• Extracted entries
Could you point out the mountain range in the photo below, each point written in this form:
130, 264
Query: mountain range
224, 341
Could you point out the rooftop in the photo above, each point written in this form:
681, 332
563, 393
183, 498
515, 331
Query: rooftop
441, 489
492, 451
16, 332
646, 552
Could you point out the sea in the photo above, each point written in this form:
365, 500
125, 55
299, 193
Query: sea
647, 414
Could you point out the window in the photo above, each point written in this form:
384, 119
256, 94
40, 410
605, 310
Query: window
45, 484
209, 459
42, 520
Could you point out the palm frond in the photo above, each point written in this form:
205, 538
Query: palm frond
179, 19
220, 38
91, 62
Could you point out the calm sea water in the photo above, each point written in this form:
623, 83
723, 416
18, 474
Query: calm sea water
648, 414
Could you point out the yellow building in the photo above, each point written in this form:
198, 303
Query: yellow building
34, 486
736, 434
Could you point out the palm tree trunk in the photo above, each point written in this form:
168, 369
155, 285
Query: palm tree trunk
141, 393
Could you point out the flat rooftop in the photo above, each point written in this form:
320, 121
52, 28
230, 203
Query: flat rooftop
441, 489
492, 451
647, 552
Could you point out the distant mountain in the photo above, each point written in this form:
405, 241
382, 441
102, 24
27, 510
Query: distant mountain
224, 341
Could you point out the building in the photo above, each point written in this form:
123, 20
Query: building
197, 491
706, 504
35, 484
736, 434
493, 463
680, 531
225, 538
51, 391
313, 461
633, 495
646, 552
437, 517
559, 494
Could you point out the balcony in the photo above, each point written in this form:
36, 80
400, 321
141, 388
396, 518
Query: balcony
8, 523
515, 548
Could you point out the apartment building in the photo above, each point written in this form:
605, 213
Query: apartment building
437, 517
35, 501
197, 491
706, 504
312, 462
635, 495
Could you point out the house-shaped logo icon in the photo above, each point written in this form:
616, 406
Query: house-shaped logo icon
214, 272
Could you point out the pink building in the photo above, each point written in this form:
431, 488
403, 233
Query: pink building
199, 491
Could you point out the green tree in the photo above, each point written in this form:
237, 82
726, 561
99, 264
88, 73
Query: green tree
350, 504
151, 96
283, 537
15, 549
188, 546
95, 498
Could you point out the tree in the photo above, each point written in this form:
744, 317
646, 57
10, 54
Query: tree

• What this task involves
Take the lines from the one containing "Could you point out the distant" to the last line of the material above and write them out exactly.

• Result of the exercise
Could you point out the distant mountain in the photo above, each point written in this form:
405, 241
382, 441
102, 24
27, 510
Query: distant mountain
224, 341
Could you point out the building in the photo above, each point written in this form:
123, 20
Query: building
197, 491
706, 504
35, 484
736, 434
493, 463
680, 531
225, 538
51, 391
313, 461
633, 495
646, 552
437, 517
559, 494
Could you point out the balcony in the photo above, each point written in this form:
36, 80
400, 321
141, 388
396, 518
Query: balcony
8, 523
515, 548
Could you point out the apartment building in the photo above, each point written in this form:
605, 213
Query: apartment building
437, 517
35, 501
197, 491
706, 504
312, 462
635, 495
Could you point out the house-shaped logo icon in the photo above, each point written in this form:
616, 406
Query: house-shaped logo icon
214, 272
Could you point out the pink building in the photo above, each point written in this form:
431, 488
403, 233
Query: pink building
199, 491
Could you point out the green tree in the photo above, each point written in this form:
237, 82
726, 561
99, 264
88, 73
Query: green tree
350, 504
151, 96
283, 537
15, 549
188, 546
95, 498
Could you point out the tree in the photo above, each point written in this form:
744, 317
646, 57
10, 54
Query: tree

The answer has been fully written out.